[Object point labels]
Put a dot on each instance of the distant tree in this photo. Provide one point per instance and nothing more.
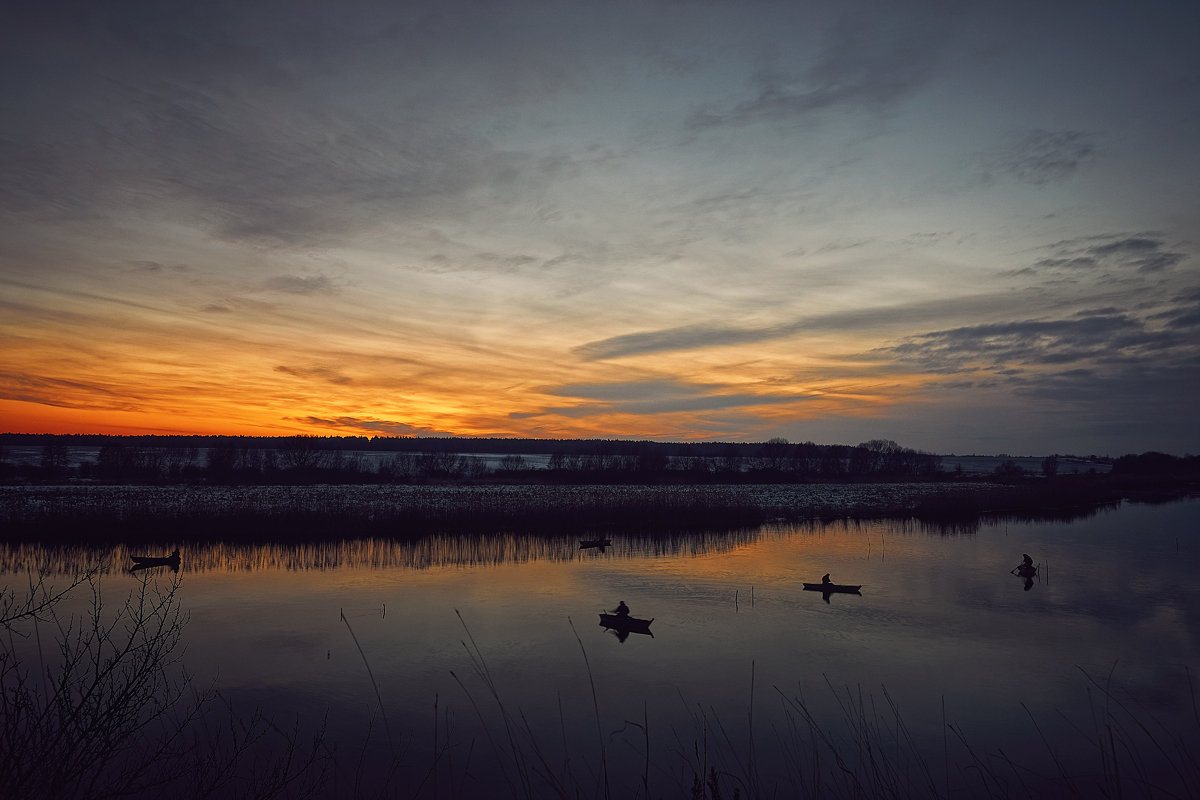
(1008, 468)
(1050, 465)
(55, 461)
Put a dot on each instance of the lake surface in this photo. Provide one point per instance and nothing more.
(745, 672)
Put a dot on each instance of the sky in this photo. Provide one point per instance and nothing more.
(966, 227)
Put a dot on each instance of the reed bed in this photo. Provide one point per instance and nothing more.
(293, 513)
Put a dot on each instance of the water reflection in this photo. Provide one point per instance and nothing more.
(941, 627)
(148, 561)
(477, 549)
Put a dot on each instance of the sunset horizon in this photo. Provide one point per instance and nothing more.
(964, 228)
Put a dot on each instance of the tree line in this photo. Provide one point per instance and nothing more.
(330, 459)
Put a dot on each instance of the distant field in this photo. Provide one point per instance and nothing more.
(373, 458)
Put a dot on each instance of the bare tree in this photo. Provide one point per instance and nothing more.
(112, 713)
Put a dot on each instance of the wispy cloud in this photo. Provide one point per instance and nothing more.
(1144, 253)
(370, 425)
(304, 284)
(1041, 157)
(316, 373)
(863, 66)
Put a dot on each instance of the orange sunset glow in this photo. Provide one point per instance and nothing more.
(787, 220)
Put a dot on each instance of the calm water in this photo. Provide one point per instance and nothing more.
(942, 630)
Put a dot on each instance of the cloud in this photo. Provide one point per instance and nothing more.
(705, 335)
(1143, 253)
(861, 67)
(1096, 341)
(316, 373)
(369, 425)
(1042, 157)
(301, 284)
(655, 397)
(687, 337)
(64, 394)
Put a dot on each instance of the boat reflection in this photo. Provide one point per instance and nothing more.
(622, 625)
(1026, 570)
(828, 588)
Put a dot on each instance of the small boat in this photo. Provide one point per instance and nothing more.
(594, 542)
(833, 587)
(141, 561)
(627, 624)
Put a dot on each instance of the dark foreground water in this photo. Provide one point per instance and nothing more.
(475, 666)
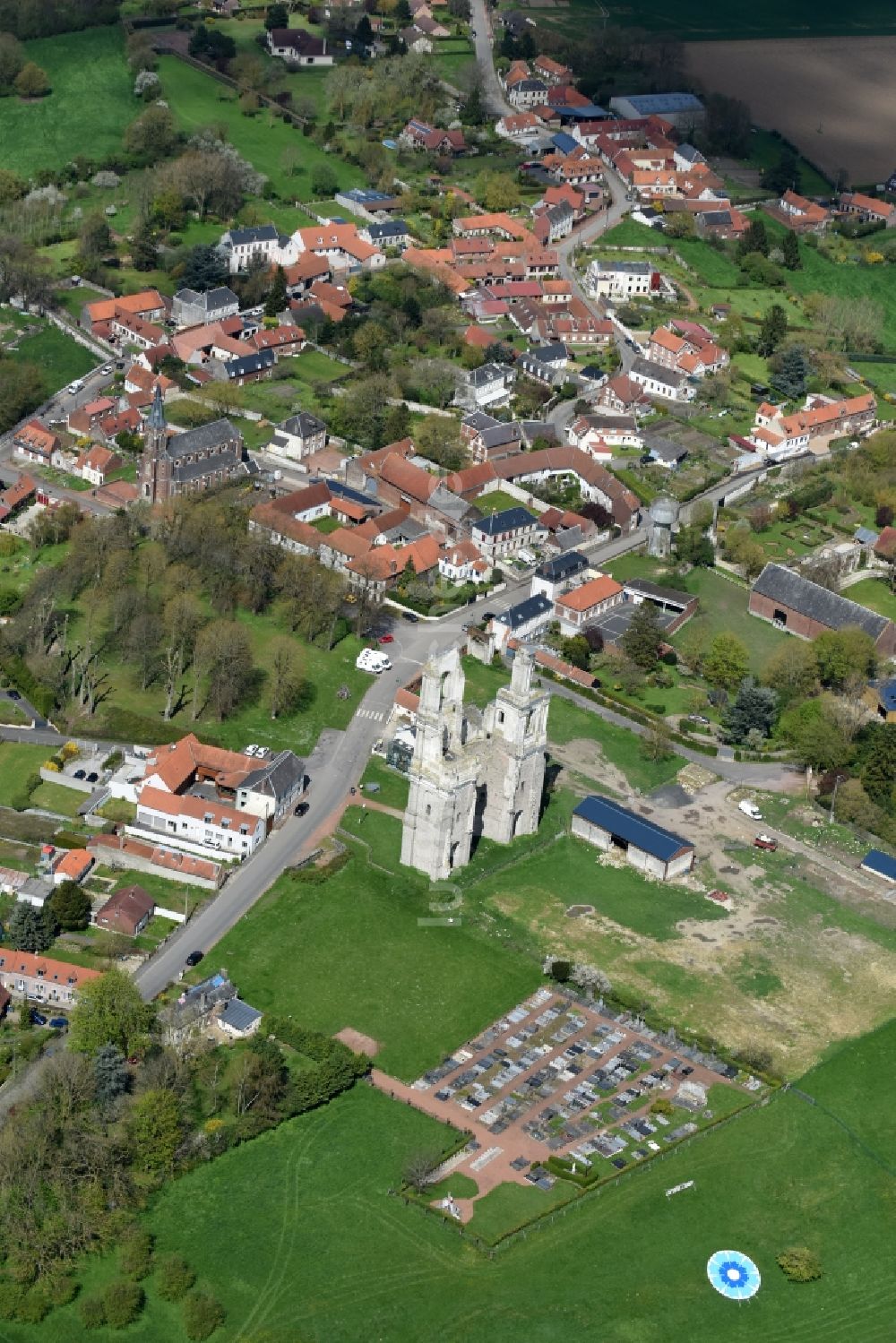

*EXERCISE DETAILS*: Copy the rows above word for word, leaving out the pictures.

*ANSWER TO THIS TASK*:
Put a dot on each instance of the distant tree in this photo. Provide one point per instance and nothing more.
(1008, 468)
(1050, 465)
(55, 461)
Put a dot on each instance of the lake surface in this photo. Provide one point per instance and nothing more.
(745, 672)
Put a dot on each instance of the sky in this photo. Provide one point per instance and nothing more.
(966, 227)
Put a dot on each instance of the reed bed in this photo. Provide one point per instance and nothing more.
(293, 513)
Put a dot on each instance of the water reflection in this photo. Provide one point per instance and nothing more.
(941, 627)
(148, 561)
(477, 549)
Put a dot on each instance of the sunset horizon in this photo. Provide one point per instance and nothing more.
(964, 228)
Put a dot on each instance of the tree line in this photo. Provide one point per instance and nothing more.
(330, 459)
Put a dot on each instance of the distant field in this photo. Provide one point per instance and nothing more.
(373, 458)
Put a dot on each instance of the bare tree in this photo. Provide one point per instance and nothing more.
(112, 713)
Put a dot on each instance of the wispy cloud in this photo. Provide one point per instance and nothing more.
(1144, 253)
(370, 425)
(304, 284)
(1041, 157)
(316, 373)
(863, 66)
Put a dot on each instance of the orange sunset glow in this photo. Provide one point per instance and nothing more.
(787, 220)
Put a dot on each instance of the calm water in this photo. Provide one point per instance and nothing more.
(942, 630)
Put a dot on each instance of the cloud in this photo. Provide one point per instance and nothing more.
(705, 335)
(1143, 253)
(861, 67)
(1096, 341)
(316, 373)
(369, 425)
(1042, 157)
(301, 284)
(655, 397)
(687, 337)
(64, 394)
Put a dot on each instance of the boat reflection in this photo. Provide one point per instance and nothing more.
(622, 625)
(1026, 570)
(828, 588)
Put a dot on each instance of the small boat in this photo. Provide one point per instance and nothing more.
(594, 542)
(833, 587)
(141, 561)
(627, 624)
Put a dot on each instance of the dark foreground water in this photo. Provide one point per instance and nothing more.
(475, 666)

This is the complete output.